Object pointing dataset rows:
+ + + + +

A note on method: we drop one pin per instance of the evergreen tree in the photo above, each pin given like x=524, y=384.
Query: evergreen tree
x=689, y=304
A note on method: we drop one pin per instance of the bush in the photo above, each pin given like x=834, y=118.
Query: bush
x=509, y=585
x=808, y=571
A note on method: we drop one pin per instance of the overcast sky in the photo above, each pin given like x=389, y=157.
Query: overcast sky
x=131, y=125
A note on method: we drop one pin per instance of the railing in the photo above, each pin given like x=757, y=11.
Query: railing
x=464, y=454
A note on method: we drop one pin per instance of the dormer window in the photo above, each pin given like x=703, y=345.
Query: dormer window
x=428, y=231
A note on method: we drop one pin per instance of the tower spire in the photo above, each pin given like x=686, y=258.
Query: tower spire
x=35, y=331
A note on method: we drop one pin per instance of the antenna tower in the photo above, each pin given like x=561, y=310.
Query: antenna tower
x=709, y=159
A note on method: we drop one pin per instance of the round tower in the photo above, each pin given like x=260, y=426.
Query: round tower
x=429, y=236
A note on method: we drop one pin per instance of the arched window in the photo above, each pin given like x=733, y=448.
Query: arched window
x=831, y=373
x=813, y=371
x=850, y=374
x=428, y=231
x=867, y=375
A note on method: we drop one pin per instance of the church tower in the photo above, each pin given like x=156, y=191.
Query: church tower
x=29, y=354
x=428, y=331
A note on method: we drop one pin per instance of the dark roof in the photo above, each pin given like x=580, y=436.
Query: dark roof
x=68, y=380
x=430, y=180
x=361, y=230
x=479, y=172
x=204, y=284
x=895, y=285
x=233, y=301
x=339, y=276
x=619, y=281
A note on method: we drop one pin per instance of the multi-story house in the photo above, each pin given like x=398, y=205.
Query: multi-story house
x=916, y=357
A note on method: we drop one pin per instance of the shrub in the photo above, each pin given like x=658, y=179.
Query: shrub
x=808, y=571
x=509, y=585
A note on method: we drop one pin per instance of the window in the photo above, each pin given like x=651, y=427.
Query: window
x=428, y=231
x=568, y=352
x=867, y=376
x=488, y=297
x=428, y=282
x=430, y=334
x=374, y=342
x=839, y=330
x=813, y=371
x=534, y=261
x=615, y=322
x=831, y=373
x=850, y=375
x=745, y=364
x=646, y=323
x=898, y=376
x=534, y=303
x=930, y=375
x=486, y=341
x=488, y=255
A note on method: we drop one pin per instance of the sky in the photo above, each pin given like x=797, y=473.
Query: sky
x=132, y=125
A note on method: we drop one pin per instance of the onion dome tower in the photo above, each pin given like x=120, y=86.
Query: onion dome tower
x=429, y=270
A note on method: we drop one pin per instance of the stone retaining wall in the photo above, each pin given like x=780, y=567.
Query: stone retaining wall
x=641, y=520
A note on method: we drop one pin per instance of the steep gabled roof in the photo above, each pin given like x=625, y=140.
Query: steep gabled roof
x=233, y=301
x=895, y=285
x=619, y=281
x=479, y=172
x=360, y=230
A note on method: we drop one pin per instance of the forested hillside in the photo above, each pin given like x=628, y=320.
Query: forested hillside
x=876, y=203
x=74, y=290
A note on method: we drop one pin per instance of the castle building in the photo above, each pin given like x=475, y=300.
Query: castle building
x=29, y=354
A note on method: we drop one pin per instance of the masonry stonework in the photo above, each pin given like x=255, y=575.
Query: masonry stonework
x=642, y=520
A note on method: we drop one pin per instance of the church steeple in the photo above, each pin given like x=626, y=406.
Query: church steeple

+ + + + +

Aim of the task: Exactly reproduce every record.

Result of this task:
A note on method: we drop one pin per instance of the evergreen tree in the photo above, each pin given like x=524, y=384.
Query: evergreen tree
x=689, y=304
A note on method: we drop one pin per instance of the bush in the photo above, each pin given like x=834, y=118.
Query: bush
x=509, y=585
x=808, y=571
A note on method: we drop one pin per instance of the overcast sky in the photo above, each pin given like x=389, y=157.
Query: overcast sky
x=131, y=125
A note on method: we drop one pin per instance of the railing in the photo above, each pin given like x=757, y=11.
Query: railing
x=464, y=454
A note on method: we drop one pin per instance of the dormer window in the photo above, each pin given like x=703, y=345.
Query: dormer window
x=428, y=231
A note on method: we drop one pin per instance of the tower spire in the photo above, each pin given like x=686, y=258.
Query: tower spire
x=35, y=331
A note on method: we drop one pin per instance of the antenna tower in the photo above, each pin given like x=561, y=310.
Query: antenna tower
x=709, y=159
A note on method: we drop one pin per instance of the round tower in the photo above, each pin given like x=260, y=426.
Query: round tower
x=429, y=236
A note on method: we drop one pin per instance of the arched window in the photo above, each pin given like x=733, y=448.
Query: arched window
x=831, y=373
x=813, y=371
x=850, y=374
x=428, y=231
x=867, y=375
A note on method: we drop one pin per instance of the church tower in the photo above, each pin given like x=156, y=191.
Query: church tower
x=29, y=354
x=428, y=331
A note on method: we drop one pin per instance of the dark roof in the photo above, each pin given like x=580, y=436.
Query: dark roof
x=68, y=380
x=430, y=180
x=361, y=230
x=479, y=172
x=204, y=284
x=895, y=285
x=233, y=301
x=339, y=276
x=619, y=281
A note on method: we drop one pin per instance of the multi-story house in the photo above, each pin given like x=398, y=205.
Query: multi-story house
x=916, y=357
A note on method: we drop one pin per instance of the shrub in the photo above, each pin given like x=658, y=179.
Query: shrub
x=808, y=571
x=509, y=585
A note on method: we drop one pin per instance of the window in the photo above, each pin given like x=651, y=427.
Query: window
x=428, y=231
x=568, y=352
x=867, y=376
x=488, y=297
x=428, y=282
x=430, y=334
x=374, y=342
x=839, y=330
x=813, y=371
x=534, y=261
x=615, y=322
x=831, y=373
x=850, y=375
x=745, y=364
x=646, y=323
x=898, y=376
x=534, y=303
x=930, y=375
x=486, y=341
x=488, y=255
A note on method: we drop one pin per instance of the sky in the photo above, each pin given like x=797, y=473.
Query: sky
x=132, y=125
A note on method: we drop one pin per instance of the onion dome tower in the photo above, each pin given like x=120, y=86.
Query: onion dome tower
x=429, y=270
A note on method: we drop one pin per instance of the stone retaining wall in the photo above, each pin given like x=780, y=567.
Query: stone retaining wall
x=641, y=520
A note on method: we drop one pin per instance of the steep gabled roof in the photo above, each pin given like x=625, y=140.
Query: steep gabled roof
x=233, y=301
x=895, y=285
x=619, y=281
x=479, y=172
x=360, y=230
A note on method: we drop one pin per instance of the forested hillside in the photo above, each pin given like x=628, y=320.
Query: forested hillside
x=876, y=203
x=74, y=290
A note on method: we drop one pin per instance of the castle building in the photo above, each pin given like x=475, y=300.
Query: castle building
x=29, y=354
A note on method: we drop one pin per instance of the masonry stonework in the photo above, each pin given like x=255, y=575.
Query: masonry stonework
x=642, y=520
A note on method: we drop one pin per instance of the church steeple in the photo above, each pin given like x=626, y=406.
Query: church steeple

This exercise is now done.